• Extracted data:
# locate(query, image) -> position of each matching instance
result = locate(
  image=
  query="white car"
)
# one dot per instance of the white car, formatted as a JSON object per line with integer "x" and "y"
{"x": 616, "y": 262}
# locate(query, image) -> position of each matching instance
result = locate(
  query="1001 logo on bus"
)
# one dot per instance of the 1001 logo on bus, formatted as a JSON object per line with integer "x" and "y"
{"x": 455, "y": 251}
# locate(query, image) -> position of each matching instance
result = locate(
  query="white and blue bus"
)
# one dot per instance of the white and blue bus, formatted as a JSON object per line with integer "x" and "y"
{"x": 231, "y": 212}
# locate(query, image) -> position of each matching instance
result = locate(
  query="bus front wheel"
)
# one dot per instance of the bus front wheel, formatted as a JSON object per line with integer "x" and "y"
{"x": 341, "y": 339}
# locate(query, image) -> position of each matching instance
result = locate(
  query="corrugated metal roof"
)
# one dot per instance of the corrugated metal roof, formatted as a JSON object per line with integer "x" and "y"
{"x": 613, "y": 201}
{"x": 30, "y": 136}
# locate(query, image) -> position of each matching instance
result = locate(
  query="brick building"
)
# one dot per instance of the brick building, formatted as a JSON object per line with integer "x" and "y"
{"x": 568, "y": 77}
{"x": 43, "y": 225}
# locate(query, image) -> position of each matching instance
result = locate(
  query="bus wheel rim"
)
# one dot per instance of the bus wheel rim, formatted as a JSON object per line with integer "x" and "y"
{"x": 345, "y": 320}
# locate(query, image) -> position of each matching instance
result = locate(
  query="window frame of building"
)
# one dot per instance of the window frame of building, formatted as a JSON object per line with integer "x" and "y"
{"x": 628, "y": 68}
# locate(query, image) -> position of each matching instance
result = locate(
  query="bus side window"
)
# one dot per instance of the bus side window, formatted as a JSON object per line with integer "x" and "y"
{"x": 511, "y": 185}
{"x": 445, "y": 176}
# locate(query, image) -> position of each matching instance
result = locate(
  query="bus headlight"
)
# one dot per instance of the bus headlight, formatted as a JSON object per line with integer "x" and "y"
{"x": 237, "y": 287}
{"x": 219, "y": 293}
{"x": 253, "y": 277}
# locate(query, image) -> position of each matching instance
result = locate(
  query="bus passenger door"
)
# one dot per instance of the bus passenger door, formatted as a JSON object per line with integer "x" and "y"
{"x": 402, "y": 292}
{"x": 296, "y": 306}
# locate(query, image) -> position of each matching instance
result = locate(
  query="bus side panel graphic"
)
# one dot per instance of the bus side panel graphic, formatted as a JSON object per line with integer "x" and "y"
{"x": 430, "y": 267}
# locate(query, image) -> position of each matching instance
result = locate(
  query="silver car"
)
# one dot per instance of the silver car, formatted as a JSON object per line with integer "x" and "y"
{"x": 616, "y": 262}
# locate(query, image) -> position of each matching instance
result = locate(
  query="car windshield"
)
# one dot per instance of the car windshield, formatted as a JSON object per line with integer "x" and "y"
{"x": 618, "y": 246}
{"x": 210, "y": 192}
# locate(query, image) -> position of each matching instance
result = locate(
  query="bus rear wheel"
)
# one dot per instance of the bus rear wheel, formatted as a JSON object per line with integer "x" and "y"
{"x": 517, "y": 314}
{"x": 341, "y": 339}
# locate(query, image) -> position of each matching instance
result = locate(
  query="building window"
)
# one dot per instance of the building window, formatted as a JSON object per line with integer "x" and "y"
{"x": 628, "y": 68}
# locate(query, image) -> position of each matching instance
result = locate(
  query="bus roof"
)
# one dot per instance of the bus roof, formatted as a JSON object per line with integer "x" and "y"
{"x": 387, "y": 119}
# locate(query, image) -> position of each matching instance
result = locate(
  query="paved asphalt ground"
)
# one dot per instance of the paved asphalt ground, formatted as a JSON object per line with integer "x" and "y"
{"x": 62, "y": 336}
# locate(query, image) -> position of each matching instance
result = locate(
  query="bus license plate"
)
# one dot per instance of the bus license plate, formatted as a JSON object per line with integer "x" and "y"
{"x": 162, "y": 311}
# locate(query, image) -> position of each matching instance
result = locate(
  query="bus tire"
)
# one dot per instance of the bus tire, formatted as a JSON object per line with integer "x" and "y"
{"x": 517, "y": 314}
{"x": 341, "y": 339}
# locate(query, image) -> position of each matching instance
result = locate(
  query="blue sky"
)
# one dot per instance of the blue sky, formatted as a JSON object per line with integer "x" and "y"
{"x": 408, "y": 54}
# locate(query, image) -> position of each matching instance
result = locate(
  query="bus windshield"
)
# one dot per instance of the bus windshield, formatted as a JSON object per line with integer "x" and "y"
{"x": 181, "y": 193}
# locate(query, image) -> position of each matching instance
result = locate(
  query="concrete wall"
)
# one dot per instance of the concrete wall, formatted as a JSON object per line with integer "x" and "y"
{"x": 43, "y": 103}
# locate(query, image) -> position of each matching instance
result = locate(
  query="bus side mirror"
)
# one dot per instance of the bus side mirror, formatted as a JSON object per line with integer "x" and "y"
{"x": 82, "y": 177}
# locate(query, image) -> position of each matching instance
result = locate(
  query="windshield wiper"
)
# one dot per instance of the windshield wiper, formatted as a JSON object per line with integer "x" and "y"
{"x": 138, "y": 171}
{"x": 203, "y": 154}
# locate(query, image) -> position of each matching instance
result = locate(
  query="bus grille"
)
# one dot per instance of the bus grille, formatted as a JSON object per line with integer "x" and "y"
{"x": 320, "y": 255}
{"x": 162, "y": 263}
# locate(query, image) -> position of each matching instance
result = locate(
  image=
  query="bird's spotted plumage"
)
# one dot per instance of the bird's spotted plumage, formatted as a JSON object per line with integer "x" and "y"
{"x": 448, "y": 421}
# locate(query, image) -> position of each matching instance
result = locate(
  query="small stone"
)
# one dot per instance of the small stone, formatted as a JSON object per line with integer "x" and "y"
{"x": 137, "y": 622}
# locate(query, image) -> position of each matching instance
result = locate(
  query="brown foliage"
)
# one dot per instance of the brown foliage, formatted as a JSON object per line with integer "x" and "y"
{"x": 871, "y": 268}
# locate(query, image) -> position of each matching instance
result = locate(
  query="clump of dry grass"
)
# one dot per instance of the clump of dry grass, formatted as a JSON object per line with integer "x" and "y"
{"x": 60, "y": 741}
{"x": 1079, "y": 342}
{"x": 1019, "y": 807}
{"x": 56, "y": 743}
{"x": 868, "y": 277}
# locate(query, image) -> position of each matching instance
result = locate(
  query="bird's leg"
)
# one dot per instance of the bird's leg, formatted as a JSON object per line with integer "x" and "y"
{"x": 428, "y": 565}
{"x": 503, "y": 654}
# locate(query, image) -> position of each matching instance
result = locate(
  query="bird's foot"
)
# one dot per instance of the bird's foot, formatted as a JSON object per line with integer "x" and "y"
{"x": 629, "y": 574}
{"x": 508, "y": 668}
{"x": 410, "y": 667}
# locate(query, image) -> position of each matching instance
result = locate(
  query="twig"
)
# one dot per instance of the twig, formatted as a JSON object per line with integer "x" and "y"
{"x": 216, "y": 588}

• Directions:
Extract the full listing and reproduce each line exactly.

• Right answer:
# locate(query, image) -> position of each matching instance
result = locate(
  image=
  query="white car"
)
# one dot per instance of the white car, formatted as a JSON object per line with integer "x" and "y"
{"x": 616, "y": 262}
# locate(query, image) -> position of each matching instance
result = locate(
  query="1001 logo on bus"
)
# one dot per instance of the 1001 logo on bus, formatted as a JSON object per line with integer "x" and "y"
{"x": 455, "y": 251}
# locate(query, image) -> position of each matching instance
result = locate(
  query="white and blue bus"
)
# one dot per instance of the white and blue bus, formatted as a JSON object per line with integer "x" and "y"
{"x": 231, "y": 212}
# locate(query, image) -> position of each matching instance
result = locate(
  query="bus front wheel"
)
# one dot per instance of the bus front wheel, formatted as a JSON object per line with integer "x" and "y"
{"x": 341, "y": 339}
# locate(query, image) -> position of each matching instance
result = locate(
  query="corrugated metal roof"
)
# one dot per instance of the corrugated metal roof, formatted as a JSON object per line with integer "x" and "y"
{"x": 613, "y": 201}
{"x": 30, "y": 136}
# locate(query, image) -> position of each matching instance
result = locate(
  query="brick building"
)
# one dot per instance of the brick building, formatted as a JSON object per line with integer "x" and "y"
{"x": 568, "y": 77}
{"x": 43, "y": 225}
# locate(query, image) -> position of each matching instance
result = locate(
  query="bus wheel rim"
)
# one dot per instance of the bus wheel rim, formatted as a JSON object per line with integer "x" and "y"
{"x": 345, "y": 320}
# locate(query, image) -> position of each matching instance
result = locate(
  query="window frame of building"
)
# one dot per instance of the window frame of building, formatted as a JSON object per line with integer "x" and "y"
{"x": 628, "y": 68}
# locate(query, image) -> position of each matching instance
result = locate(
  query="bus side window"
)
# one dot per instance of the bus side window, formatted as a JSON object per line with integer "x" and "y"
{"x": 511, "y": 185}
{"x": 445, "y": 176}
# locate(query, image) -> position of each matching instance
result = locate(
  query="bus headlight"
)
# one dot per instance of the bus headlight, formatted as a JSON object per line with integer "x" and "y"
{"x": 237, "y": 287}
{"x": 219, "y": 293}
{"x": 253, "y": 277}
# locate(query, image) -> position of each matching instance
result = locate(
  query="bus passenger door"
)
# one dot per instance of the bus passenger door, formatted as a JSON object per line with integer "x" and "y"
{"x": 402, "y": 292}
{"x": 296, "y": 306}
# locate(query, image) -> position of each matching instance
result = locate(
  query="bus side panel graphic"
)
# one dot per instance of the bus side panel graphic, formatted as a JSON object per line with integer "x" and "y"
{"x": 430, "y": 267}
# locate(query, image) -> position of each matching instance
result = locate(
  query="silver car"
)
# one dot per instance of the silver car, formatted as a JSON object per line with integer "x" and "y"
{"x": 616, "y": 262}
# locate(query, image) -> position of each matching instance
result = locate(
  query="car windshield"
)
# one dot per instance of the car windshield, formatted as a JSON object per line with integer "x" and "y"
{"x": 618, "y": 246}
{"x": 210, "y": 192}
# locate(query, image) -> position of each matching instance
result = locate(
  query="bus rear wheel"
)
# one dot per instance of the bus rear wheel, formatted as a JSON object per line with integer "x" and "y"
{"x": 517, "y": 314}
{"x": 341, "y": 339}
# locate(query, image) -> position of each matching instance
result = locate(
  query="building window"
)
# one dot per instance of the building window, formatted as a JSON object per line with integer "x" and "y"
{"x": 628, "y": 68}
# locate(query, image) -> position of each matching instance
result = locate(
  query="bus roof"
)
# one dot per instance of the bus roof, formatted as a JSON object per line with integer "x" and "y"
{"x": 387, "y": 119}
# locate(query, image) -> position of each matching instance
result = locate(
  query="paved asphalt ground"
)
# one dot per instance of the paved asphalt ground, formatted as a JSON object per line with integer "x" and "y"
{"x": 62, "y": 336}
# locate(query, image) -> position of each matching instance
result = locate(
  query="bus license plate"
)
# one dot per instance of the bus license plate, formatted as a JSON object per line with integer "x" and "y"
{"x": 162, "y": 311}
# locate(query, image) -> position of each matching instance
result = locate(
  query="bus tire"
)
# one dot per instance of the bus tire, formatted as a JSON object per line with integer "x" and "y"
{"x": 517, "y": 314}
{"x": 341, "y": 339}
# locate(query, image) -> position of each matching instance
result = locate(
  query="blue sky"
)
# one dot per instance of the blue sky, formatted as a JSON object per line with integer "x" and "y"
{"x": 408, "y": 54}
# locate(query, image) -> position of each matching instance
result = locate(
  query="bus windshield"
)
# one dot per instance of the bus windshield, formatted as a JSON object per line with integer "x" and "y"
{"x": 181, "y": 193}
# locate(query, image) -> position of each matching instance
result = locate(
  query="concrete wall"
)
# one dot per instance of the concrete wall, formatted as a JSON object per line with integer "x" and "y"
{"x": 43, "y": 103}
# locate(query, image) -> position of each matching instance
result = locate(
  query="bus side mirror"
)
# one dot per instance of the bus side mirror, formatted as a JSON object per line with integer "x" and "y"
{"x": 82, "y": 177}
# locate(query, image) -> position of each matching instance
result = locate(
  query="windshield wiper"
)
# one dot per instance of the windshield wiper, formatted as a JSON object per line with integer "x" and "y"
{"x": 138, "y": 171}
{"x": 203, "y": 154}
# locate(query, image) -> position of each matching instance
result = locate(
  query="bus grille"
)
# one dot per instance of the bus grille, formatted as a JSON object per line with integer "x" and "y"
{"x": 320, "y": 255}
{"x": 162, "y": 263}
# locate(query, image) -> position of each matching instance
result = locate(
  image=
  query="bird's spotted plumage"
)
# one dot per instance of the bird's spotted plumage, formatted as a JSON object per line with integer "x" and "y"
{"x": 448, "y": 421}
# locate(query, image) -> position of each matching instance
result = locate(
  query="small stone"
)
# one dot per instance of the small stone, formatted as a JSON object per line with integer "x" and "y"
{"x": 137, "y": 622}
# locate(query, image) -> position of each matching instance
result = locate(
  query="brown foliage"
)
# one dot per instance of the brown foliage, formatted as a JSON object per line with integer "x" and "y"
{"x": 871, "y": 268}
# locate(query, image) -> position of each matching instance
result = locate(
  query="clump of dry grass"
)
# one dot per instance of the clump of dry grass, formatted as a JSON object per line with integer "x" and "y"
{"x": 60, "y": 741}
{"x": 1079, "y": 342}
{"x": 1019, "y": 807}
{"x": 56, "y": 743}
{"x": 868, "y": 277}
# locate(query, image) -> position of each matching instance
result = locate(
  query="bird's leg"
)
# one dot per instance of the bird's leg, formatted as a JSON object per line with integer "x" and "y"
{"x": 428, "y": 565}
{"x": 503, "y": 654}
# locate(query, image) -> position of each matching instance
result = locate(
  query="bird's foot"
)
# one dot per instance of the bird's foot, formatted as a JSON object per line with integer "x" and "y"
{"x": 629, "y": 574}
{"x": 508, "y": 668}
{"x": 410, "y": 667}
# locate(query, image) -> position of each matching instance
result = locate(
  query="twig"
)
# one dot per instance of the twig, formatted as a JSON object per line with integer "x" and "y"
{"x": 216, "y": 588}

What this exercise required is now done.